• _Kutipan Teks_

»»

Jangan Coba Coba Merubah Bali Jadi “The New Singapore, Masyarakat Bali Akan Marah
Denpasar, (Metrobali.com)-
I Gde Sudibya, anggota MPR RI Utusan Daerah Bali, anggota Badan Pekerja MPR RI 1999 – 2004 Fraksi PDI Perjuangan, setuju dengan pendapat Sugi Lanus, dengan catatan tambahan. Menjadikan Bali sebagai “The New Singapore atau The New Hong Kong,Terlalu Berlebihan, Bertentangan dengan Spirit Kebudayaan Bali.
“Jangan Coba Coba Merubah Bali Jadi “The New Singapore, Masyarakat Bali akan protes dan marah. Kita di Bali ini “melek” sastra, tidak terlalu mudah dibuat seperti “kerbau yang dicucuk hidungnya,” kata I Gde Sudibya, Selasa 5 Nopember 2024.
Sebelumnya diberitakan, Presiden Prabowo Subianto menegaskan komitmen untuk membangun bandara di Bali Utara saat kunjungannya ke Denpasar, Minggu, (3/11), Presiden Prabowo bahkan menyampaikan akan membuat Bali seperti The New Singapore dan The New Hongkong.
Menurutnya, pendekatan pembangunan dengan titik fokus pada pertumbuhan ekonomi, DEVELOPMENTALISM, sudah kuno dan ketinggalan zaman, merusak alam, meminggirkan masyarakat secara ekonomi dan juga kebudayaan.
Dikatakan, pendekatan ini sudah lama ditinggalkan oleh para ekonom pengambil kebijakan, dalam perhitungan pendapatan nasional, GNP, biaya kemerosotan lingkungan harus diperhitungkan.
Ekonom kelas dunia mulai Geffrey Sach, Amartya Sen (pemenang hadiah Nobel ekonomi tahun 1998), Joseph Stiglitz (pemenang hadiah Nobel ekonomi tahun 2001) telah mengingatkan dengan keras, bahaya dari “ideologi” developmentalism.
Selain itu, lanjut I Gde Sudibya, bahwa Ekonom senior negeri ini Emil Salim terus mengingatkan bahaya dari Develomentalism semenjak beliau menjadi Menteri Lingkungan Hidup di era Orde Baru.

««

Entri data tersimpan
»»

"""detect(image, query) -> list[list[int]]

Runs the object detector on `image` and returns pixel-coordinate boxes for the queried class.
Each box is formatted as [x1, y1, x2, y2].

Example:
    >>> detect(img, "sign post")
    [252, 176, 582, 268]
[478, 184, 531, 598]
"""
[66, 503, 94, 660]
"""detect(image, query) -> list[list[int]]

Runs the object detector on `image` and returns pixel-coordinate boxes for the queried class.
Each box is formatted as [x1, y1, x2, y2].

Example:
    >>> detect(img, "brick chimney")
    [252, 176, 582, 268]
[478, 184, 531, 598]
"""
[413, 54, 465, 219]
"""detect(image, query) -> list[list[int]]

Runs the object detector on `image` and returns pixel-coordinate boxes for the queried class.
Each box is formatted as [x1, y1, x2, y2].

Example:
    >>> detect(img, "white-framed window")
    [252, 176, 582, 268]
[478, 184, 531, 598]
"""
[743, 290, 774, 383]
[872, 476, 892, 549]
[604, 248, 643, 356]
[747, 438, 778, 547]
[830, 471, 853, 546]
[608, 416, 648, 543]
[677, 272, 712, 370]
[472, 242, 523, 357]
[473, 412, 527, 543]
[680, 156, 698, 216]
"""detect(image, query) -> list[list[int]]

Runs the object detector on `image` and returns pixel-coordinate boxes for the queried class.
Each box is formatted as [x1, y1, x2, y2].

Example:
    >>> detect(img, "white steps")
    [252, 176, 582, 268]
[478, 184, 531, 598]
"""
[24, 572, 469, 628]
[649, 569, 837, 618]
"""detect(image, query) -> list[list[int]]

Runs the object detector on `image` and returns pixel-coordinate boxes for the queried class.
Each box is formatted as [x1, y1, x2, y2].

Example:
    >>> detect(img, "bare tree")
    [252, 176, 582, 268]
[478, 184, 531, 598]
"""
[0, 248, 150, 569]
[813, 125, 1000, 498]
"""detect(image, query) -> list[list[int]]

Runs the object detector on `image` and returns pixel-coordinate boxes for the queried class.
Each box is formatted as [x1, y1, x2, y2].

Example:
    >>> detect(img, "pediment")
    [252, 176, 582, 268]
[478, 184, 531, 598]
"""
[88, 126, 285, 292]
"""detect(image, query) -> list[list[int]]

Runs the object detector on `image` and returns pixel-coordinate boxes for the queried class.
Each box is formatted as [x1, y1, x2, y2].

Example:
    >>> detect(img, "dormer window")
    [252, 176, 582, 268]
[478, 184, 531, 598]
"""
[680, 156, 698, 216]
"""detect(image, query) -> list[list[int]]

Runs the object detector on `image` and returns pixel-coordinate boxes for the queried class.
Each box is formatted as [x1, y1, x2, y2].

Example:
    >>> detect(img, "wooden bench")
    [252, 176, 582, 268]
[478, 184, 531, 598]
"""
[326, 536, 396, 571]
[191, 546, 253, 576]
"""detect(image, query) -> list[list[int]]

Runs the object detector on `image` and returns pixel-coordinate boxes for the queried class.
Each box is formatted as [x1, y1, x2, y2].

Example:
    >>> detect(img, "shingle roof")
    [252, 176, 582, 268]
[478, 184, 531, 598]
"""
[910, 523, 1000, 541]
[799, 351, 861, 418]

««

Ubah paragraf dalam artikel tentang Bali yang diawali "Menurutnya, pendekatan pembangunan" menjadi daftar poin singkat yang memuat fakta utamanya. Gunakan hanya kutipan teks ini.

• _Hasil_
- Pendekatan pembangunan yang berfokus pada pertumbuhan ekonomi (developmentalism) sudah kuno dan ketinggalan zaman.
- Pendekatan ini merusak alam.
- Pendekatan ini meminggirkan masyarakat secara ekonomi dan kebudayaan.